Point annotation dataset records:
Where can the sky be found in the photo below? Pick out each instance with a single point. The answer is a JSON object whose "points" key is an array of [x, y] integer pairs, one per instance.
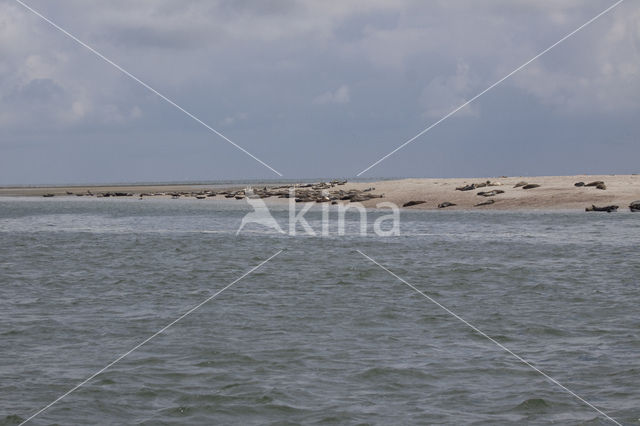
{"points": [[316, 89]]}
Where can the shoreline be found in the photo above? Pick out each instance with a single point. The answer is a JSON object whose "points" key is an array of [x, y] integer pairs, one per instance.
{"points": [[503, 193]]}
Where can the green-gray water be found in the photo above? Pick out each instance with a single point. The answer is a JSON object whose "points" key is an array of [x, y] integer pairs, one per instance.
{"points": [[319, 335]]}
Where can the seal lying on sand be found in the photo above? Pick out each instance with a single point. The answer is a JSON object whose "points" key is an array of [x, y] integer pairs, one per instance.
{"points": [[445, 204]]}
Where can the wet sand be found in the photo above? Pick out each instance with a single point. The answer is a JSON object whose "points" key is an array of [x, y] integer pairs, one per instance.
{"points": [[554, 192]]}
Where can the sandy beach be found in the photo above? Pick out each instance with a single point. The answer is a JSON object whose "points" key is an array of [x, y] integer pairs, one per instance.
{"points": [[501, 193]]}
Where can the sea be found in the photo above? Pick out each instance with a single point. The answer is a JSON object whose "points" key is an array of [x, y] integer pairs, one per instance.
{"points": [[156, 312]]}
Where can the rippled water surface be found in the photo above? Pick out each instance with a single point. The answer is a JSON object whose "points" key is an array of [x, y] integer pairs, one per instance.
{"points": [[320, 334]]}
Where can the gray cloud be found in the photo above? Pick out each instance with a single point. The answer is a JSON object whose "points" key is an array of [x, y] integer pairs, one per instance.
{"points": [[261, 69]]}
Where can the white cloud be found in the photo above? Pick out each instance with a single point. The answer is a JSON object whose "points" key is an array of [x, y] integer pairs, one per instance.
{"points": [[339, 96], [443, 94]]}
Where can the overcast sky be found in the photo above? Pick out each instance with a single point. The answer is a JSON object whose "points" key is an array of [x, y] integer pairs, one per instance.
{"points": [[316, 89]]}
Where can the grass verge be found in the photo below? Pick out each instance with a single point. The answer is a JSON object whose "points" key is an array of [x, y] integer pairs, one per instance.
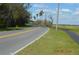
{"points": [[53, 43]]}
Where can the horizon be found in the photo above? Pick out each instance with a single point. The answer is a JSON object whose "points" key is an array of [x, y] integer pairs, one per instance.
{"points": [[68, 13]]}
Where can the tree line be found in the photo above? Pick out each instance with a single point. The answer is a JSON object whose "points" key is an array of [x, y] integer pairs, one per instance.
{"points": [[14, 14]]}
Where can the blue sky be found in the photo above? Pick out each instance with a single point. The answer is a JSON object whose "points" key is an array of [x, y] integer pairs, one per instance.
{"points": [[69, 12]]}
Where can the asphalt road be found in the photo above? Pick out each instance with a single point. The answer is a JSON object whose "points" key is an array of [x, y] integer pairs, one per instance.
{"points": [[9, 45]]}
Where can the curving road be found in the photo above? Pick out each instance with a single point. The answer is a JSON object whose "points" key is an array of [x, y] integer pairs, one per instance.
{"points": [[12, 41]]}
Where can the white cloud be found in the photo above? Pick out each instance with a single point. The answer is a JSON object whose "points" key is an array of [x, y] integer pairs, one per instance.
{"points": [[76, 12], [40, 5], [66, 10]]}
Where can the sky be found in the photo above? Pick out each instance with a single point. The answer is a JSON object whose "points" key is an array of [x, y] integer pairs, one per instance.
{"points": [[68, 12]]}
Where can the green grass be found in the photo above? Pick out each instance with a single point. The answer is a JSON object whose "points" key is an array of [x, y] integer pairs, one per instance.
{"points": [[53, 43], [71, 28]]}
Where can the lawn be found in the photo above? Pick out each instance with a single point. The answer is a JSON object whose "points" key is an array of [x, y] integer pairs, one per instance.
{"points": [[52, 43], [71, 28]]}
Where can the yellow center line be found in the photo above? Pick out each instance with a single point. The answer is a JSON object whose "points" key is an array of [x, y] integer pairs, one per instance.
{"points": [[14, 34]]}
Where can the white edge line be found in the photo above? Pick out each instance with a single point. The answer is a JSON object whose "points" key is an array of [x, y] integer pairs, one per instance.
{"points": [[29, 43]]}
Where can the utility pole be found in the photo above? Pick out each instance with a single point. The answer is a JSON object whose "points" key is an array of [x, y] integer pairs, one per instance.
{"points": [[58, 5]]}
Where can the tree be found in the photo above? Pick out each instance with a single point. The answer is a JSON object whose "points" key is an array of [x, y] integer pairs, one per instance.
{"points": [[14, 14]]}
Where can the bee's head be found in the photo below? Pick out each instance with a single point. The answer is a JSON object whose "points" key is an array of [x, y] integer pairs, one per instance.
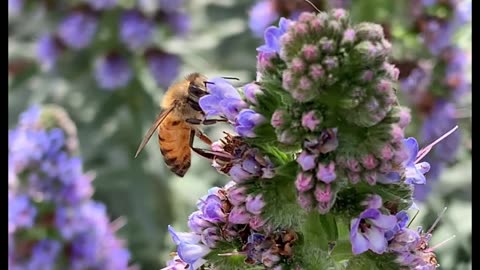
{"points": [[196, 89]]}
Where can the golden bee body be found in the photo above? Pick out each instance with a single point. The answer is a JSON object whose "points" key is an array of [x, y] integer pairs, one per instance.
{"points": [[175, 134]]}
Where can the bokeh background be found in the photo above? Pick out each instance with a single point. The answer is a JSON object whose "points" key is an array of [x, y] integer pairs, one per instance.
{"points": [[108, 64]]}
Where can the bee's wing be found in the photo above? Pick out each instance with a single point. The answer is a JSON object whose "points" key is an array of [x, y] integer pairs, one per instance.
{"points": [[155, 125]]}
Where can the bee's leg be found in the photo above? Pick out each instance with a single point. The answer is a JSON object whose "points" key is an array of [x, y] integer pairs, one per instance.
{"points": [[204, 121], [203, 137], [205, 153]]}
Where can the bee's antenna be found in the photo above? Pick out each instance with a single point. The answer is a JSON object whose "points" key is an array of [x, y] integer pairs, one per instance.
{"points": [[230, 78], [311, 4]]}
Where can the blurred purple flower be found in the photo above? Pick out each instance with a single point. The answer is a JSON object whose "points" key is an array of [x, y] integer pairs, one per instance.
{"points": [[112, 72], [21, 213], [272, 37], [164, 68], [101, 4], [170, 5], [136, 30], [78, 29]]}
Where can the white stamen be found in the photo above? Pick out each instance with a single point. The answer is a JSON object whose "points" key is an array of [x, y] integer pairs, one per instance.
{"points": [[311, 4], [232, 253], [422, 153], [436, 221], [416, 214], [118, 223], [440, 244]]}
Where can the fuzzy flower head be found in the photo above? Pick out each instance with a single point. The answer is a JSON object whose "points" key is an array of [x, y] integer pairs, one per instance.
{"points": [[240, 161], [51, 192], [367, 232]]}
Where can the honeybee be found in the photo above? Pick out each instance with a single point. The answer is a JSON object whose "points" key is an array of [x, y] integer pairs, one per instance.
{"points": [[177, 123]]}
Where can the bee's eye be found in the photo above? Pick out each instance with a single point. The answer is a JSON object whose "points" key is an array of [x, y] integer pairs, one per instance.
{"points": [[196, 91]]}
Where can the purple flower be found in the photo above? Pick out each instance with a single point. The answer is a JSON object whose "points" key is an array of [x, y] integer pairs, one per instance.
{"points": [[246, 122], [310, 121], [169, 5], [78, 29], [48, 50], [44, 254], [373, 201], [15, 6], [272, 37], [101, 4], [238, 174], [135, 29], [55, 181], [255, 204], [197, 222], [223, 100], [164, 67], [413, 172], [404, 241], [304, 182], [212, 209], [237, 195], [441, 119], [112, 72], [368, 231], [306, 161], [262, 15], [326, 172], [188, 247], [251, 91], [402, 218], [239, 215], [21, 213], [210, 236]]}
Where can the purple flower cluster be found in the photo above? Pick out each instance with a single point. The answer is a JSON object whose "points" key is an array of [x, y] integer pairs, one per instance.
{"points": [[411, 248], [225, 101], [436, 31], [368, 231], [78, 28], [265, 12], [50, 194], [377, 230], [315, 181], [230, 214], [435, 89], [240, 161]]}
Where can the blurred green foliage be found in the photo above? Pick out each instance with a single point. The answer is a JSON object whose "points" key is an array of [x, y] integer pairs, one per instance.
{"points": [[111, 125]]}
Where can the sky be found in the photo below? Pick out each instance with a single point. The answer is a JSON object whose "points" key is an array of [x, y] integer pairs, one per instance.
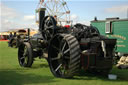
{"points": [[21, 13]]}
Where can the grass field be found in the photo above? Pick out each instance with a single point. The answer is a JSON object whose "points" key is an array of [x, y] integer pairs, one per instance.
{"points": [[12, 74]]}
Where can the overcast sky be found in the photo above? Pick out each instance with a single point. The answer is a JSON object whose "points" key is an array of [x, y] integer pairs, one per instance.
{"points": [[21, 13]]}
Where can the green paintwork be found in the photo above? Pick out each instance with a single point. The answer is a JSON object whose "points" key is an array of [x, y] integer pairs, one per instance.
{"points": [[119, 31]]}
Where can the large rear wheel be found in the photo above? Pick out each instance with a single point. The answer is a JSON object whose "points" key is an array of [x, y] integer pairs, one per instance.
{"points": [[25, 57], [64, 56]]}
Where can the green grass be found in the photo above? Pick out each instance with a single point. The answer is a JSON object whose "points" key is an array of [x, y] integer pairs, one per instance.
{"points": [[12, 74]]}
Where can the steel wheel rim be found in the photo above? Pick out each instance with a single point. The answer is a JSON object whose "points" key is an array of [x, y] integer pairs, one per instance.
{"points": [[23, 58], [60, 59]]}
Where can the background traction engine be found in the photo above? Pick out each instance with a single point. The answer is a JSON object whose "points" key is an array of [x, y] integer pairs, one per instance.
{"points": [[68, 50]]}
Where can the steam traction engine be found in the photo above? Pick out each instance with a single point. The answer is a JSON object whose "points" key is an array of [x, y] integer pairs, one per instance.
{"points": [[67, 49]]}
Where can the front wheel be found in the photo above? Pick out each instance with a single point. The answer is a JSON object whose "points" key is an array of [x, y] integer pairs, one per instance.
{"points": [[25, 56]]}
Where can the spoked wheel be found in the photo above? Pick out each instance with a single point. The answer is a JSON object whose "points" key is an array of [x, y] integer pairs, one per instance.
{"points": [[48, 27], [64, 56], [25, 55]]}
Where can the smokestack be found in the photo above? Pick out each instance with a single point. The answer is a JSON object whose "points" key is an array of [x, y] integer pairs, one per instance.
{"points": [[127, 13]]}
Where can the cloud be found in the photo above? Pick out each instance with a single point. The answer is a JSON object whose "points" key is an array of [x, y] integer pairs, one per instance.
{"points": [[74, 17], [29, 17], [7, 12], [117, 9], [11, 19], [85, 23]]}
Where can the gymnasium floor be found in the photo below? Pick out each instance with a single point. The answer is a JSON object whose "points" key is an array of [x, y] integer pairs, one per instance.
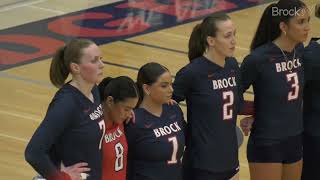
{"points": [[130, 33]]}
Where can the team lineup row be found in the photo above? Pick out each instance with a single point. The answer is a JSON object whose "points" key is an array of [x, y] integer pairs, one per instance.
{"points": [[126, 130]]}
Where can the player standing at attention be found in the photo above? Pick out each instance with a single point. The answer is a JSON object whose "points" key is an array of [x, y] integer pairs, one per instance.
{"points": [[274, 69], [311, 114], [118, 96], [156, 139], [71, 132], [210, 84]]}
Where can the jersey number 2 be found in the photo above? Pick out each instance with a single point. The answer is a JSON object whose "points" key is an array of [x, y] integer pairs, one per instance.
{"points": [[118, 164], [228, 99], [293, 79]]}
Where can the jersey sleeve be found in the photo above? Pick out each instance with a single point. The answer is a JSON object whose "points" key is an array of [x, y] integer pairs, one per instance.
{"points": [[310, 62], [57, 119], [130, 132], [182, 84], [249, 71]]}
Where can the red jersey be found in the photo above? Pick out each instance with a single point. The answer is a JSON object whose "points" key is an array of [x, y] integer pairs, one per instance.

Stated exercise: In the records above, find the line containing "Where can the team"; please retype it and every line after it through the last line, exactly and with nothing else.

Written answer:
Where can the team lineup row be found in the photo above? Pick out each instance with a single point. The answer is a JSON object whose "points" key is an array of [x, y] integer pairs, one per instance.
{"points": [[126, 130]]}
Where can the player standing at attention be found in the photo above? Pick out each instance with a single point. The answer is a JSON object whose "points" key is an array of [x, y] integer pairs, one per instance.
{"points": [[274, 69], [311, 114], [118, 96], [156, 139], [71, 132], [210, 84]]}
Where can the jersey number 2 be found in the photo above? Pick out each instance with a single point. The answer is a JSON object whose "points" key is an array of [x, y] integer pairs, one per instance.
{"points": [[118, 164], [228, 99], [293, 79]]}
Where can the jersey sleeve be found in the photo above? Pick out each instance with a single point. The answer is a JSON object whose "points" key is an array of [x, y] integer pairs, one per instance.
{"points": [[310, 62], [57, 119], [130, 132], [182, 84], [249, 71]]}
Where can the red jersey be found in the photo above? Pick out each instance with a single point. The answer is a JSON object whose "points" key is an array of [x, y] integer pairs, one per instance.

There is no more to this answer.